Its activities are as diverse as the sport of fly fishing itself.

The TTFF try to stay active in the political issues affecting our watershed, and they assist in bio assessments and water sampling.

In the area of conservation the TTFF have taken on a number of different projects.

Its newest proposed “flagship conversation project” is in coordination with both the Department of Fish and Game and the Truckee River Group.

The TTFF hope to due a five-year restoration and monitoring project on the Truckee River.

The project would involve creating subtle changes in the river using large woody debris and other natural obstacles.

“We want to create a better habitat and a friendlier environment for the fish. The project will help increase the capability of the river to support fish,” said TTFF member Bruce Ajari.

The TTFF would be working with a group of hydrologists, engineers and biologists to determine a good spot on the river to implement the project.

Once the plan is put into gear the TTFF would monitor the river for up to five years to see what kind of changes occur.

Saved entries:
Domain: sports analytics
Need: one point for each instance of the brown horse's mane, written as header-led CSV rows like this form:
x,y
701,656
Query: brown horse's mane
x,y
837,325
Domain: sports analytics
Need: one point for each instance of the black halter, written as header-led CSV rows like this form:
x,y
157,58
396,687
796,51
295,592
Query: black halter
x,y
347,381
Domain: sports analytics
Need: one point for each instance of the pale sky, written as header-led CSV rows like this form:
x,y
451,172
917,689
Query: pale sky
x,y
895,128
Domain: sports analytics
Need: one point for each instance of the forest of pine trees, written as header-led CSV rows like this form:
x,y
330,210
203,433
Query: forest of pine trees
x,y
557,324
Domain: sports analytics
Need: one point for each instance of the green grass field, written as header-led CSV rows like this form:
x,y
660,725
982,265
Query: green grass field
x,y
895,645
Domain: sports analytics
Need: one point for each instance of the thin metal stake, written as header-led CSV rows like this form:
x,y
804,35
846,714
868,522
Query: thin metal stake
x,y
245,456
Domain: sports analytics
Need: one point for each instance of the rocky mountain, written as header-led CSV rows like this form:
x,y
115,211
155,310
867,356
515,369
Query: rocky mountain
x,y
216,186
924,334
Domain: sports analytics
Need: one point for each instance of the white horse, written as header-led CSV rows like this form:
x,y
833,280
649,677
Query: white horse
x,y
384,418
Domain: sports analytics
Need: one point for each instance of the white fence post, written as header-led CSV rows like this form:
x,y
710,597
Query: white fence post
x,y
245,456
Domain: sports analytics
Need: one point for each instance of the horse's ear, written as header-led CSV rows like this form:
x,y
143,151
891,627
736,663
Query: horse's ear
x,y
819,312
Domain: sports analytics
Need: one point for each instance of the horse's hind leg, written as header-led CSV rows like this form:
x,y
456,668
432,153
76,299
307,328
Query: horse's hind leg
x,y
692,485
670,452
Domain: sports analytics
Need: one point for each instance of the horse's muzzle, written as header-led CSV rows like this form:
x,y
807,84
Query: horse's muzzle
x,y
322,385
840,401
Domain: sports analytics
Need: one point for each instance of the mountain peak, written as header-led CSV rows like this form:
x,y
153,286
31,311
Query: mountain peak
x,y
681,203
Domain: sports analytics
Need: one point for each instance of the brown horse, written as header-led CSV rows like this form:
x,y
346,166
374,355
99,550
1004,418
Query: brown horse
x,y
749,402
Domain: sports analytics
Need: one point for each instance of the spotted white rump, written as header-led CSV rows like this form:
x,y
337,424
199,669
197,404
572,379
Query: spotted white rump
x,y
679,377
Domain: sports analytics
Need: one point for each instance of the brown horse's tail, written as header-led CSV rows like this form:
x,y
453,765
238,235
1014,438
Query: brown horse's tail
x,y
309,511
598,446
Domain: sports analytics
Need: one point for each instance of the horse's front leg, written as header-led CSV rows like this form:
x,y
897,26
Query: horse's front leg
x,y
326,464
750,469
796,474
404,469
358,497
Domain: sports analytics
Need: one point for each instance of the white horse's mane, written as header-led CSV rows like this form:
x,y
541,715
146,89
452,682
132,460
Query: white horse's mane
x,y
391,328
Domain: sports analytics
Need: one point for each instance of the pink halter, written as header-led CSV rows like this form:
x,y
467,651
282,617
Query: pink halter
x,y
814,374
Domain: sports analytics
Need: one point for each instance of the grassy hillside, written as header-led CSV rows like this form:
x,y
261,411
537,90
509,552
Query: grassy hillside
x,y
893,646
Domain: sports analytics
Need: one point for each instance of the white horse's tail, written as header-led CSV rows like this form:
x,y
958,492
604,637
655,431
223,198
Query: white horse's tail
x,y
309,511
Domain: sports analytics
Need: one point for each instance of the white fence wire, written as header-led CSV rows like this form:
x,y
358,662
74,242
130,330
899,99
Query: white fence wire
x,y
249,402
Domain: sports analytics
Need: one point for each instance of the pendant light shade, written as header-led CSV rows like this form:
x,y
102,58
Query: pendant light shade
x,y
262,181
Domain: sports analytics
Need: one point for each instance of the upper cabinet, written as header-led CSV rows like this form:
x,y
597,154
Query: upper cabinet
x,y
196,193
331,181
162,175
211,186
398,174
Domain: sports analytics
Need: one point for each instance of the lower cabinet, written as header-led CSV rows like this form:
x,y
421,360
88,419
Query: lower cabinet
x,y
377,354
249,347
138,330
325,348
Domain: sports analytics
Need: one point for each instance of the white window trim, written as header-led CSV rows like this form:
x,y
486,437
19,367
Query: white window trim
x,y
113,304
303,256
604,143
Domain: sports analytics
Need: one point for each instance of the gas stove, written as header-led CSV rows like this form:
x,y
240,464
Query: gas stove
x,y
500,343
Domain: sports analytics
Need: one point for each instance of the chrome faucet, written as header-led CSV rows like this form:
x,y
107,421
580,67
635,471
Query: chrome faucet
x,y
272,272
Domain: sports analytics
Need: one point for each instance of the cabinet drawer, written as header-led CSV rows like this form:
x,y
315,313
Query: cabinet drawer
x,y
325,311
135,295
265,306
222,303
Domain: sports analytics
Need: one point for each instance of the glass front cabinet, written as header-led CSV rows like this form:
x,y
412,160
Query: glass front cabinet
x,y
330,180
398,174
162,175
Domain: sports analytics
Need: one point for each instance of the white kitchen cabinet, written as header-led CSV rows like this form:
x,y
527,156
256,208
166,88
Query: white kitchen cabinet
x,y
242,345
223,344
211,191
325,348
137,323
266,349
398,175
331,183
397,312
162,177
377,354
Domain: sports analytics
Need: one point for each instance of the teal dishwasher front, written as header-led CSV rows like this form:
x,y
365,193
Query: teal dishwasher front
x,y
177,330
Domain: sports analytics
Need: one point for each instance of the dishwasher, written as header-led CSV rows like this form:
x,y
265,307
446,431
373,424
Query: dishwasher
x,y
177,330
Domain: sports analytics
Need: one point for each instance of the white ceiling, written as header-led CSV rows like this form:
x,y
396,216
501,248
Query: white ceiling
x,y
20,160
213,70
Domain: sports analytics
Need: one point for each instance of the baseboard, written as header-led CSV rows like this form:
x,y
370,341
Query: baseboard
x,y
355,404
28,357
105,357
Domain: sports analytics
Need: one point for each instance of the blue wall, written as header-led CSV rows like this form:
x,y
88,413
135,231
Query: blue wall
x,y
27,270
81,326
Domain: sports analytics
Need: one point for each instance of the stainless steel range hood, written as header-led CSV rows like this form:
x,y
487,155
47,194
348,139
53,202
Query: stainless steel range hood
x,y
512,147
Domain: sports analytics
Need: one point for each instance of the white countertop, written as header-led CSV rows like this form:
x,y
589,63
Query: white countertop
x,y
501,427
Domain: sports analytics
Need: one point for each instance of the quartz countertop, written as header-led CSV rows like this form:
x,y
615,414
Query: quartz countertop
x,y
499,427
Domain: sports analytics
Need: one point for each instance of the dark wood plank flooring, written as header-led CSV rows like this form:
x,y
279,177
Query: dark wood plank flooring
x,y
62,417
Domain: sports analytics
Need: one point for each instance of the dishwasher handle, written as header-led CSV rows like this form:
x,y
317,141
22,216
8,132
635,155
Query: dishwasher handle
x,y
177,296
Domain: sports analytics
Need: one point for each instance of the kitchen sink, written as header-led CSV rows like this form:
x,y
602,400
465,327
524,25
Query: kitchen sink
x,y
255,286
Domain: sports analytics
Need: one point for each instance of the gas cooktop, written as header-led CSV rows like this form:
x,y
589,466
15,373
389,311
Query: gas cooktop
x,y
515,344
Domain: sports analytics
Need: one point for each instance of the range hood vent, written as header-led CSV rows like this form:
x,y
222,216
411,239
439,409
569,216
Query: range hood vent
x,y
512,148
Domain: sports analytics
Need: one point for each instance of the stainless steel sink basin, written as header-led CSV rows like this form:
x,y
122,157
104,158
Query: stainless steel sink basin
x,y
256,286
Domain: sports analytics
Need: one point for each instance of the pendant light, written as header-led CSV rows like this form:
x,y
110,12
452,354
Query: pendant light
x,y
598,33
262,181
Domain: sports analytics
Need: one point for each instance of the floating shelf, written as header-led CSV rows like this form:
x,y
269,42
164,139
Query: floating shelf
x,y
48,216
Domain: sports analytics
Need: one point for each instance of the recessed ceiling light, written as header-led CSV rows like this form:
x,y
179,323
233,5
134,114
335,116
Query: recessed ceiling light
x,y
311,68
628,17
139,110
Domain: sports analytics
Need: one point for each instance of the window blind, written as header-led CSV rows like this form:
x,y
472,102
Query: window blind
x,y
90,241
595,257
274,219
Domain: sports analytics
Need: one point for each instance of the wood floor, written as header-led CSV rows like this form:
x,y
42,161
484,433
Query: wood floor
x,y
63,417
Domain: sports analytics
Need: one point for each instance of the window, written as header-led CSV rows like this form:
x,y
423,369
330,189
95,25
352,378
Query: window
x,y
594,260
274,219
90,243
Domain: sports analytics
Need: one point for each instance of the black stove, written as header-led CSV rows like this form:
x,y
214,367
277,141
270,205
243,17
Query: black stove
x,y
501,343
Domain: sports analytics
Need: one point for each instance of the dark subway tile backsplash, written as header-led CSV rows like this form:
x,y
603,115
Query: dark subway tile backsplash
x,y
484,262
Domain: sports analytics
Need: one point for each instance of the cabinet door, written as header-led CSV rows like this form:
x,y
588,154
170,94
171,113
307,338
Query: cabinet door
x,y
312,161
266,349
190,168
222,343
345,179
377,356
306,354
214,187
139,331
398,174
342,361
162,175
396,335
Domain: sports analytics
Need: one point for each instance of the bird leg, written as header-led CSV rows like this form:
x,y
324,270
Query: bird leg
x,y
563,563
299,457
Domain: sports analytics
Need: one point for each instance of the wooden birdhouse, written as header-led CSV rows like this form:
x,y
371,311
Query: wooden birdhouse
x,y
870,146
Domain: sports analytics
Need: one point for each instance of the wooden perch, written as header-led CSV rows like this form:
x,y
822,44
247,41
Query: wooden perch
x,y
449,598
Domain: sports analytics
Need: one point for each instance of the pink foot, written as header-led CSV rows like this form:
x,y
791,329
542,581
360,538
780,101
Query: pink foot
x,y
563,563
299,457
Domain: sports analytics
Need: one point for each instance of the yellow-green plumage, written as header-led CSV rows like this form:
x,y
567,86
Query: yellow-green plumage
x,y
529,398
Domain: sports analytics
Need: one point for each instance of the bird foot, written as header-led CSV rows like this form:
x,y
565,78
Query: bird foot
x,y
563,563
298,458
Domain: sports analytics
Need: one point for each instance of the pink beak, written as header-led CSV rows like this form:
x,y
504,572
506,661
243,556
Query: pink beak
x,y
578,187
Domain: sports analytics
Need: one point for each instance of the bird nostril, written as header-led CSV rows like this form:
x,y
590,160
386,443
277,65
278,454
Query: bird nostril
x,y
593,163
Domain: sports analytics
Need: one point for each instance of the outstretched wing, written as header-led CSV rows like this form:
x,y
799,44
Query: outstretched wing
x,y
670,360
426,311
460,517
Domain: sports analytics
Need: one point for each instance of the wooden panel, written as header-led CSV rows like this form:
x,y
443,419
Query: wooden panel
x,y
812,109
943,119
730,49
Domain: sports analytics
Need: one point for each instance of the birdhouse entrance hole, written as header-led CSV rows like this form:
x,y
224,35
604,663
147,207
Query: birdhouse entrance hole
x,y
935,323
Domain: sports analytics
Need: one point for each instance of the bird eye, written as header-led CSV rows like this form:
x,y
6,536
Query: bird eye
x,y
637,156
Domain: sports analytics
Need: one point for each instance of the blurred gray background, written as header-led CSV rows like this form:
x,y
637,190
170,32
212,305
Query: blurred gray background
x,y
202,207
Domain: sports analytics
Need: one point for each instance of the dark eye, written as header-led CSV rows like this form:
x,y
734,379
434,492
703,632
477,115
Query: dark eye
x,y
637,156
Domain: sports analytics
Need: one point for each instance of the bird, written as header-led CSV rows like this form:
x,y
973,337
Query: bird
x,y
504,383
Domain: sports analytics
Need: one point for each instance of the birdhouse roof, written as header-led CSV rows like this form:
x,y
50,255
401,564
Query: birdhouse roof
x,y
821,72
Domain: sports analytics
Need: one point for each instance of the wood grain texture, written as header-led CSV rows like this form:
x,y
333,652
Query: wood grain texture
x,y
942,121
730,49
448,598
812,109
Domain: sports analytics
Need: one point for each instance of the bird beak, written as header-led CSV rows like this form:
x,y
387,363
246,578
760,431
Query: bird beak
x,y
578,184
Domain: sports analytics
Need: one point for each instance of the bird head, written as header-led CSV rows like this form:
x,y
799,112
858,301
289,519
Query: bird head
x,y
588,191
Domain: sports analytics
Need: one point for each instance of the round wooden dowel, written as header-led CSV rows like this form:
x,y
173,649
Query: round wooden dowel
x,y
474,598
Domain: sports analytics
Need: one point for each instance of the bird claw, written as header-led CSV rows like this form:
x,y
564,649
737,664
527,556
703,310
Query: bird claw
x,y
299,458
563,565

_Work instructions_. Repeat, word for word, the stretch of the passage about the TTFF from "In the area" through "Truckee River Group.". The items have no connection to the passage about the TTFF.

_Completed exercise_.
In the area of conservation the TTFF have taken on a number of different projects.

Its newest proposed “flagship conversation project” is in coordination with both the Department of Fish and Game and the Truckee River Group.